**TASK OBJECTIVE:**
Continue the news article on the Pfizer-BioNTech booster and the omicron variant from the point where it stops, before the entries that follow it.

**PASSAGE:**
··········

A third shot appears to protect against new strain

Vials of the Pfizer-BioNTech COVID-19 vaccine sit on a table.
Vials of the Pfizer-BioNTech COVID-19 vaccine sit on a table. (Caroline Brehman/CQ Roll Call)

The omicron variant can partially evade the Pfizer-BioNTech vaccine, but people who receive a booster may still be well protected, the companies said Wednesday.

Pfizer and BioNTech announced its two-dose vaccine saw a 25-fold reduction in neutralizing antibodies against the omicron variant, but a third booster dose would likely make up the difference.

Three doses may provide a similar level of antibodies against omicron as two doses provided against the original Wuhan strain, the companies hypothesize. The data was collected one month after the booster was administered, likely at a high point of protection.

“We have a dramatic reduction in neutralization titers against the omicron variant,” said BioNTech CEO Uğur Şahin in a press conference Wednesday morning. “This data would predict that individuals who have two doses will not have significant prevention from infection.”

The data suggests the vaccine should be a three-dose regimen, Şahin said.

However, T-cells, which are more durable than neutralizing antibodies, remain protective against severe disease caused by the omicron variant even after two doses, Şahin said. The vast majority of the epitopes in the spike protein of omicron are still recognized by key T-cells, according to BioNTech.

The companies conducted the tests in the laboratory using about 20 blood samples of people who had been vaccinated with two or three doses and tested how well they neutralized a pseudovirus approximation of the omicron variant. More lab studies are expected against a live omicron virus, which is more accurate.

··········

**STUDY MATERIAL:**
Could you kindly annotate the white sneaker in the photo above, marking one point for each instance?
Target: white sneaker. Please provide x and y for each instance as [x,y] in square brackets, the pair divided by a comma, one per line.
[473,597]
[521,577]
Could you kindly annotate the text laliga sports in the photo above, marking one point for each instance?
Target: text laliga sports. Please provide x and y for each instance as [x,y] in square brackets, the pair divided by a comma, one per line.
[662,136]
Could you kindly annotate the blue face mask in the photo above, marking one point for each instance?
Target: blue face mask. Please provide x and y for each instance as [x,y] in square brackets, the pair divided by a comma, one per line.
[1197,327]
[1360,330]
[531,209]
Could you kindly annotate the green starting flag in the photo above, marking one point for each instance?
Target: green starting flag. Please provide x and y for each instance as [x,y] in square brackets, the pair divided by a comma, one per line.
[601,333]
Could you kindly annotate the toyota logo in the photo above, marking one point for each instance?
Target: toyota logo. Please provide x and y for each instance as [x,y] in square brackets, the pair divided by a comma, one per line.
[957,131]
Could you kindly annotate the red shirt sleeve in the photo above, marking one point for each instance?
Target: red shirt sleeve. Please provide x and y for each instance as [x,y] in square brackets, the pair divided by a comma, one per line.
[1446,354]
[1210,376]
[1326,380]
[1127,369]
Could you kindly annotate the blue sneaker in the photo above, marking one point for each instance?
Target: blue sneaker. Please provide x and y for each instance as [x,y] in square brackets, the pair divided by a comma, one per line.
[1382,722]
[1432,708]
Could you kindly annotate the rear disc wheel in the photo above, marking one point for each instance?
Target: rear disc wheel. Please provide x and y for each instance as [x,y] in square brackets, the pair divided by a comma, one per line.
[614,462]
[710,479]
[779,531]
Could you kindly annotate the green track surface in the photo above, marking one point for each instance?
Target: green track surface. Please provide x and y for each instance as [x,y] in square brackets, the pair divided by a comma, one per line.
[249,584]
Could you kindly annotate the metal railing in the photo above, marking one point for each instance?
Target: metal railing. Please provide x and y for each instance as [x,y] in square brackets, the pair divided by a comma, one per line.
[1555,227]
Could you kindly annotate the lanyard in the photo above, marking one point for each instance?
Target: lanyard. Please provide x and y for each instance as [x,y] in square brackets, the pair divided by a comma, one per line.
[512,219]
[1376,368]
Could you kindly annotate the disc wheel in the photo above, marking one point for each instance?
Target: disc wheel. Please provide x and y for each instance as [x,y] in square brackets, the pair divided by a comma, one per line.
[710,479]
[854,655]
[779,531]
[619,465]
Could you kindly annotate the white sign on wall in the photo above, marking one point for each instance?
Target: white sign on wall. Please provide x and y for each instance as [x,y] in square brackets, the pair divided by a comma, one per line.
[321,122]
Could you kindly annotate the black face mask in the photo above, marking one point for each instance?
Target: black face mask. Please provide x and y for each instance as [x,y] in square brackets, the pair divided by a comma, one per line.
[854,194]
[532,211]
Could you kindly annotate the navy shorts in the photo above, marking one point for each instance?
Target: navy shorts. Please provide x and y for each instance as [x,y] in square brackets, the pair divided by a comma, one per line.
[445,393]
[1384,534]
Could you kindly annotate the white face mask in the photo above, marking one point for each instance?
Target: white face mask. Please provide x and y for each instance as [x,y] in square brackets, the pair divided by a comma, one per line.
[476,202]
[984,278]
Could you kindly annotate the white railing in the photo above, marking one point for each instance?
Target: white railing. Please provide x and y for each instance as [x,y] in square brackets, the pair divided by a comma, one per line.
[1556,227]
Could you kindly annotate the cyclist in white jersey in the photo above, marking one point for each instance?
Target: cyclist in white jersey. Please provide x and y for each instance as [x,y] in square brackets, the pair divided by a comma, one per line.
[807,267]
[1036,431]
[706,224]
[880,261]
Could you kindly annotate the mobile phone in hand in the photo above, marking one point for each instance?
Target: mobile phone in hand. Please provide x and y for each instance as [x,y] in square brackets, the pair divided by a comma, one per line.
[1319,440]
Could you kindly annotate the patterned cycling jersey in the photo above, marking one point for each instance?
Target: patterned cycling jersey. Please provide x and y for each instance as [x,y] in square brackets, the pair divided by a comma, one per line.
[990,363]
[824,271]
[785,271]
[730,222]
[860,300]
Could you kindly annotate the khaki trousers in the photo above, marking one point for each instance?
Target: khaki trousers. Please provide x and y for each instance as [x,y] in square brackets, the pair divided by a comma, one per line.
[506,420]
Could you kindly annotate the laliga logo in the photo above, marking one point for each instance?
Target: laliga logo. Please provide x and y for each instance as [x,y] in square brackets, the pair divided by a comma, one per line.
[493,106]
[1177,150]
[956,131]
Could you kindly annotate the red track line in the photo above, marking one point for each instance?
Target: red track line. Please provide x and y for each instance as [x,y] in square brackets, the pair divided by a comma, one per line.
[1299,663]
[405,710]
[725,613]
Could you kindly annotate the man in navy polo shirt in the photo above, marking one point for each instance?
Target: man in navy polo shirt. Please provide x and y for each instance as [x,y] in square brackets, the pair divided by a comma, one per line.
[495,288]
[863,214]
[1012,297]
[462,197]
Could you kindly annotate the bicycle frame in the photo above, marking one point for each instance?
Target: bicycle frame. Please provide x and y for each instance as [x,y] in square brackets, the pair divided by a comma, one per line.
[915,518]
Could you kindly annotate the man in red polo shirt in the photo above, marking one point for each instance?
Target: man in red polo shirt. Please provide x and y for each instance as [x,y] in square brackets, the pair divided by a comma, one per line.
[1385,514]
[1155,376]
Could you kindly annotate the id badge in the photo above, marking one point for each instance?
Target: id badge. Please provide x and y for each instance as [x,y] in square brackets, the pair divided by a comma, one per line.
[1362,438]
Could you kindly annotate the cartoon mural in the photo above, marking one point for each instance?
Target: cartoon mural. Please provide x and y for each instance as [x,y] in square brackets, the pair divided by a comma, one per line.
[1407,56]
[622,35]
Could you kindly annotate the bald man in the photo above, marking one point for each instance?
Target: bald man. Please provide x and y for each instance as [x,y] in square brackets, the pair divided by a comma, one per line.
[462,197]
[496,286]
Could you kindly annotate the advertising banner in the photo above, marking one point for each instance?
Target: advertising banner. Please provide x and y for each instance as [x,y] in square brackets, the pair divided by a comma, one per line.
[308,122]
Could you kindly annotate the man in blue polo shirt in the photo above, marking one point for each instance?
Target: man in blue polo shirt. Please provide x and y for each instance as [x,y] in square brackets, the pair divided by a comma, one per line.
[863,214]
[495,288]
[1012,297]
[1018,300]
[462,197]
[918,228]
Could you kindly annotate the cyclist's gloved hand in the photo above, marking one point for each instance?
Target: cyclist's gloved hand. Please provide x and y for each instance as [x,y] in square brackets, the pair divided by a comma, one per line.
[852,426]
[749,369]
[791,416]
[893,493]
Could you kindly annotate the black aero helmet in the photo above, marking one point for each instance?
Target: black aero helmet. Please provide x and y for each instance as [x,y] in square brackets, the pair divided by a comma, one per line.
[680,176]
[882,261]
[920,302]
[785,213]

··········

**RESPONSE BELOW:**
The preliminary lab data shared on Tuesday do not provide enough evidence to suggest whether or not an omicron-specific vaccine is needed, which will be influenced by real-world data. Such data is not yet available, but could become available in the next six to eight weeks, according to Şahin.

Pfizer CEO Albert Bourla said at a public event this week that real-world data from countries with strong surveillance systems like Israel would be needed to confirm the results of studies in the lab.

The companies are continuing to monitor real-world efficacy, as are the National Institutes of Health, Centers for Disease Control and Prevention and the Food and Drug Administration.

If health officials determine omicron-specific vaccines are needed, they could be ready to deploy by March, according to the companies.

Omicron first alarmed global health officials when researchers in Botswana and South Africa found it had many more mutations on the spike protein targeted by vaccines than prior variants, and that many of those mutations were in places associated with increased transmissibility and severity. The variant has taken hold in a region of South Africa that previously saw a severe delta surge, suggesting it evades prior infection.

The companies’ announcement follows a similar laboratory study conducted by the Africa Health Research Institute and published on a preprint server Tuesday afternoon that suggested a more dramatic reduction than the companies found — a 41-fold reduction — in neutralizing antibodies caused by omicron.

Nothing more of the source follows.